▶ _ASSIGNMENT 1_
Summarize the WebVulkan post in two sentences.
▶ _ASSIGNMENT 2_
Render this sentence from the WebVulkan post in Spanish: "There are perfectly capable graphics programmers working on complex web-based applications who would greatly benefit from having it (I'm one of them!)."

▶ _EXTRACT TO READ_
▬▬▬▬▬▬
I think it's unreasonable to say:

   "Vulkan is hard - so it's not for the web"

There are perfectly capable graphics programmers working on complex
web-based applications who would greatly benefit from having it (I'm one
of them!).

We need game engines like Unity3D to more completely embrace the web - and
as those things transition to using Vulkan under the hood - we'll want
them to generate WebVulkan when you set the target to "Web".

For those who aren't so hard-core, people will make wrappers and
frameworks that are easier.  Also, WebGL isn't likely to "go away" anytime
soon...so that's always that option for those who prefer a gentler
learning curve.  WebGL hasn't obsoleted the canvas API despite a heavy
overlap in capabilities - and I don't think WebVulkan would obsolete WebGL

  -- Steve

Florian Bösch wrote:
> It has been a year since WebVulkan was last discussed on this mailing
> list,
> and I think, now that a specification of Vulkan is out, it's time to
> revisit this.
▬▬▬▬▬▬
▶ _DATA EXCERPT_

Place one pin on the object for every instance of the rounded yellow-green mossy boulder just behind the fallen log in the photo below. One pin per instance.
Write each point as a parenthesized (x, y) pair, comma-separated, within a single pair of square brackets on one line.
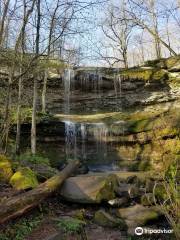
[(23, 179)]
▬▬▬▬▬▬
▶ _EXERCISE RESULT 1_
The writer argues that Vulkan being hard is no reason to keep it off the web, because capable graphics programmers working on complex web-based applications, the writer included, would benefit greatly from it. Game engines such as Unity3D should generate WebVulkan when targeting the web, and people wanting something gentler could use easier wrappers and frameworks or stay with WebGL, which the writer expects WebVulkan would not make obsolete.

▶ _EXERCISE RESULT 2_
Hay programadores gráficos perfectamente capaces que trabajan en aplicaciones web complejas y que se beneficiarían enormemente de tenerlo (¡yo soy uno de ellos!).